GIVEN RECORDS
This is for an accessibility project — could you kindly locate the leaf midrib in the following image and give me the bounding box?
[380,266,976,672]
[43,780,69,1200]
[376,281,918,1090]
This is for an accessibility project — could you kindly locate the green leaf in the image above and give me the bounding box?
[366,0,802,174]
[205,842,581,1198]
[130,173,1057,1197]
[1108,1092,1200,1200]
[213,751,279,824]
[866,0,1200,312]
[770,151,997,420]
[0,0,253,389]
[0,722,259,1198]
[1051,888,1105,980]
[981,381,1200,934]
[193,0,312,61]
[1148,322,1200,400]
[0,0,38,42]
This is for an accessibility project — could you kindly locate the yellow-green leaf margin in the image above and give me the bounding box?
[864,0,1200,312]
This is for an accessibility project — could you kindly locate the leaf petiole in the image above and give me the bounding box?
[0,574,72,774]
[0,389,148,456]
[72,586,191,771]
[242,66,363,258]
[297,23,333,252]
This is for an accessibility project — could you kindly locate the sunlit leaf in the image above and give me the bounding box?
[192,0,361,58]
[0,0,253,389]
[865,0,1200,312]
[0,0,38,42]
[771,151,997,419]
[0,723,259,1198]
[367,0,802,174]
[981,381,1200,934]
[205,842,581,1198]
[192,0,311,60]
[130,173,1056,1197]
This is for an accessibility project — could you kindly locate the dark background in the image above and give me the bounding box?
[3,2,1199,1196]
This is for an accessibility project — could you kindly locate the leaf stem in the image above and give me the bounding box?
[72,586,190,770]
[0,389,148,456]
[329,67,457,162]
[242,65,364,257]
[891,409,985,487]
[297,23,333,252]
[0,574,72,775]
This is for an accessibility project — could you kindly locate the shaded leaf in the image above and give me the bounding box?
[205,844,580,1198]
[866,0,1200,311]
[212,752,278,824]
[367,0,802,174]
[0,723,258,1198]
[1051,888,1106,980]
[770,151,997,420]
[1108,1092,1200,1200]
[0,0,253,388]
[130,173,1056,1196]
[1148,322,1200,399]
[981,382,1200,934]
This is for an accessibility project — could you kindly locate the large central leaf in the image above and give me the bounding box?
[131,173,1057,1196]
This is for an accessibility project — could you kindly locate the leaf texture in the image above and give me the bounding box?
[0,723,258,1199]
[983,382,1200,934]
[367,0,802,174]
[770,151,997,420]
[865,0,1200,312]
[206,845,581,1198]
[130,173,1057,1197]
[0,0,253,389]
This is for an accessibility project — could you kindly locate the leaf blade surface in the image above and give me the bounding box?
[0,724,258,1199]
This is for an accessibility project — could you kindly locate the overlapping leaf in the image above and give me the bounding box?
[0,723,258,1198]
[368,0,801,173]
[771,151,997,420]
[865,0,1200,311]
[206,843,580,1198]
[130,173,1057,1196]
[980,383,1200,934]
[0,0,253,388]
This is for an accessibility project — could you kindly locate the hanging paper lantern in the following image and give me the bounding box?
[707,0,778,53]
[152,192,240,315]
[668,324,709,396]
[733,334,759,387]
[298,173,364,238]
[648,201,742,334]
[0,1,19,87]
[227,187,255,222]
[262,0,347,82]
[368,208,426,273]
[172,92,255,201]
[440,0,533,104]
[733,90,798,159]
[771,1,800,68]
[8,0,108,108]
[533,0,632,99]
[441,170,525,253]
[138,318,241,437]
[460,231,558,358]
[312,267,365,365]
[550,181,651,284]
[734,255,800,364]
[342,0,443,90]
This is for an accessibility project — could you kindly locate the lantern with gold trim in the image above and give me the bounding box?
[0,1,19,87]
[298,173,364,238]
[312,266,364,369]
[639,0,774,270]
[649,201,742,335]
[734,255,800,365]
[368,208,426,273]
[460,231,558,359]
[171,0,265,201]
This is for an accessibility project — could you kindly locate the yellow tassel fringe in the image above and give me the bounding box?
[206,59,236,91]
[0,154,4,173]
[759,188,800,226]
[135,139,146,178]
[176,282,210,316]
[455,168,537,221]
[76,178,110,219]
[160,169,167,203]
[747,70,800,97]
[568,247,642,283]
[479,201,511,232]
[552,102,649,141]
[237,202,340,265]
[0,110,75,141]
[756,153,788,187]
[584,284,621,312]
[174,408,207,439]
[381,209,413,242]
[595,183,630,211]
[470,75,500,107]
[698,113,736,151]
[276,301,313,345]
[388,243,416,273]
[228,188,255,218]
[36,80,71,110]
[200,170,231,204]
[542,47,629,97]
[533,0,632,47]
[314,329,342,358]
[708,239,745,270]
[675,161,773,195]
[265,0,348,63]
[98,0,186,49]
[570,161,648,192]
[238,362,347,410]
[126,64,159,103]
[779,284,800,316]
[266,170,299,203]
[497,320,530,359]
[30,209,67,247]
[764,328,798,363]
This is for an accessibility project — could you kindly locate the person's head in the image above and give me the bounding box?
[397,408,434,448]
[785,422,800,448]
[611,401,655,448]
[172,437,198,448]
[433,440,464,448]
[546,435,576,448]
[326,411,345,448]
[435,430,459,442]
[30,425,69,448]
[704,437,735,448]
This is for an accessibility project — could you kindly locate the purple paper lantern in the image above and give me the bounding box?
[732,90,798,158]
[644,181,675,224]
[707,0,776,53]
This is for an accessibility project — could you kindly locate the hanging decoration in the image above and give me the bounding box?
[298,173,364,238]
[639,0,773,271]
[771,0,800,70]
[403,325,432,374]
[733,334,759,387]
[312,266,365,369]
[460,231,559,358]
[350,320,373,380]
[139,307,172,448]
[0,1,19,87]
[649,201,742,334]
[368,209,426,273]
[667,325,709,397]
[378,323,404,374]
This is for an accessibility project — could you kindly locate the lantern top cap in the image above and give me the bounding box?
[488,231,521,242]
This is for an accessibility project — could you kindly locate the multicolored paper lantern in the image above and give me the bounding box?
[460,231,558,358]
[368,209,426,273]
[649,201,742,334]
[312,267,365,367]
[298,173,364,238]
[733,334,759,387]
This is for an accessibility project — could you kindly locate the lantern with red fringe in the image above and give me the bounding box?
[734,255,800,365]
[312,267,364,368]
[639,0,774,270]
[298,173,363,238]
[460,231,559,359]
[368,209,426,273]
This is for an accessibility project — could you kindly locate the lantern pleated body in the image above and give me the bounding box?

EXERCISE GOAL
Set down each entry exactly as it appears above.

ANSWER
This is for an accessibility project — could you kindly locate the leaf midrib in the following image and give me the bounding box?
[380,266,976,672]
[43,780,69,1200]
[376,281,918,1090]
This is for an accessibility project — could you kindly locate the green leaf in the image above and give me the bounding box?
[366,0,802,174]
[205,842,581,1198]
[130,173,1057,1197]
[1108,1092,1200,1200]
[213,751,279,824]
[866,0,1200,312]
[770,151,997,420]
[0,0,253,389]
[0,722,259,1198]
[1051,888,1105,980]
[981,381,1200,934]
[193,0,312,61]
[1148,322,1200,400]
[0,0,38,42]
This is for an accessibility project — could you kindly locate the yellow-green leaf margin in the image above and give me the bounding box?
[864,0,1200,312]
This is for an accessibility project — could you kindly locate the leaf petiole in the image above and give me the bounding box?
[0,574,72,774]
[0,389,148,456]
[72,586,191,771]
[242,66,363,258]
[297,23,333,252]
This is for an accessibility project — could you kindly locate the sunlit leaf in the image above and give me the bounding box?
[192,0,361,58]
[0,0,253,389]
[865,0,1200,312]
[0,0,38,42]
[771,151,997,419]
[0,723,259,1198]
[367,0,802,174]
[981,381,1200,934]
[205,842,581,1198]
[192,0,311,60]
[130,173,1056,1197]
This is for an accessibility project — could you kindly locate the dark background in the image above and give me the bounding box?
[3,2,1199,1196]
This is for an accessibility project — could you kindly locate the leaf stem in the image above and give me the bounding box?
[72,586,190,770]
[0,389,148,456]
[329,67,457,162]
[242,65,364,257]
[891,409,985,487]
[297,23,333,252]
[0,574,72,775]
This is for an accessibility project — could you kindly locate the shaded leaf in the image above and give me the bounding box?
[205,844,580,1198]
[866,0,1200,311]
[212,752,278,824]
[367,0,802,174]
[0,723,258,1198]
[1051,888,1106,980]
[770,151,997,420]
[1108,1092,1200,1200]
[0,0,253,388]
[130,173,1056,1196]
[1148,322,1200,399]
[981,382,1200,934]
This is for an accessibility project — could you kindly locate the large central leaf in the image above and give me the bounding box?
[131,173,1057,1196]
This is for an accessibility project — could you kindly locate the leaf texture in the image above and give me the bounding box?
[0,723,258,1199]
[983,382,1200,934]
[367,0,802,174]
[770,151,997,420]
[865,0,1200,312]
[206,845,581,1198]
[130,173,1057,1197]
[0,0,253,389]
This is for an accessibility project — could you kindly locate the leaf blade surface in the image above and give me the bounding box?
[0,724,258,1199]
This is for an accessibility project — could you kindly locate the overlapping leaf in the image above and give me the bounding box?
[0,723,258,1198]
[368,0,801,173]
[771,151,997,420]
[865,0,1200,311]
[206,843,580,1198]
[130,173,1057,1196]
[980,383,1200,934]
[0,0,253,388]
This is for an accessibility project — could you kindly locate the hanging paper lantern in the following image and give me the bounding box?
[707,0,778,53]
[152,192,240,315]
[668,324,709,396]
[733,334,759,387]
[298,173,364,238]
[648,201,742,334]
[0,1,19,87]
[227,187,255,222]
[262,0,347,82]
[368,208,426,273]
[172,92,255,201]
[440,0,533,104]
[733,90,798,159]
[771,1,800,68]
[8,0,108,108]
[533,0,632,99]
[441,170,525,253]
[138,318,241,437]
[460,231,558,358]
[312,267,365,365]
[550,181,651,284]
[734,255,800,364]
[342,0,443,90]
This is for an accessibility project — could you kindly locate the lantern with gold trim in the image above and give me the bounding box?
[0,1,19,87]
[298,173,364,238]
[312,266,364,369]
[639,0,774,270]
[649,201,742,335]
[734,255,800,365]
[368,208,426,273]
[460,231,558,359]
[171,0,265,201]
This is for an accessibility project — could you kindly locate the yellow tassel fringe in the image above and give me the bounding box?
[206,59,236,91]
[0,154,4,173]
[759,188,800,226]
[135,139,146,178]
[176,282,210,316]
[455,168,537,221]
[76,178,110,219]
[160,169,167,203]
[747,70,800,97]
[568,247,642,283]
[479,201,511,232]
[552,102,649,141]
[237,202,340,265]
[0,110,75,141]
[756,153,788,187]
[584,284,621,312]
[174,408,207,439]
[381,209,413,242]
[595,183,630,211]
[470,75,500,107]
[698,113,736,151]
[276,301,313,345]
[388,243,416,273]
[228,188,255,218]
[36,80,71,110]
[200,170,231,204]
[542,47,629,97]
[533,0,632,47]
[314,329,342,358]
[708,239,745,270]
[675,161,773,195]
[265,0,348,63]
[98,0,186,49]
[570,161,648,192]
[238,362,347,410]
[126,64,159,103]
[779,284,800,316]
[266,170,299,203]
[497,320,530,359]
[30,209,67,247]
[764,328,798,363]
This is for an accessibility project — could you kindly locate the person's head in the image above and give me the bounding box?
[397,408,434,448]
[785,422,800,448]
[611,401,655,448]
[172,437,198,448]
[433,440,464,448]
[546,435,576,448]
[326,411,345,448]
[435,430,459,442]
[30,425,69,448]
[704,437,735,448]
This is for an accessibility project — could you kindly locate the purple paper lantern in the image above and give me the bounding box?
[732,90,798,158]
[644,181,675,224]
[707,0,776,53]
This is for an accessibility project — could you kindly locate the hanging decoration in the image above and give me the bounding box?
[298,173,364,238]
[639,0,773,271]
[771,0,800,70]
[403,325,432,374]
[733,334,759,387]
[312,266,365,369]
[460,231,559,358]
[350,320,373,380]
[139,307,172,448]
[0,1,19,87]
[649,201,742,334]
[368,209,426,273]
[667,325,709,397]
[378,323,404,374]
This is for an accessibility project — could you kindly locate the lantern top cap in the image above and give me the bounding box?
[488,231,521,242]
This is for an accessibility project — could you kindly locate the multicolored paper lantern in the image above and give me the bounding box?
[460,231,558,358]
[368,209,426,273]
[649,201,742,334]
[312,267,365,367]
[298,173,364,238]
[733,334,759,387]
This is for an accessibility project — could you kindly locate the lantern with red fringe in the image above and give me the bounding box?
[734,255,800,365]
[312,267,364,368]
[639,0,774,270]
[298,173,363,238]
[460,231,559,359]
[368,209,426,273]
This is for an accessibility project — could you kindly locate the lantern pleated body in the image above and give me the bounding box?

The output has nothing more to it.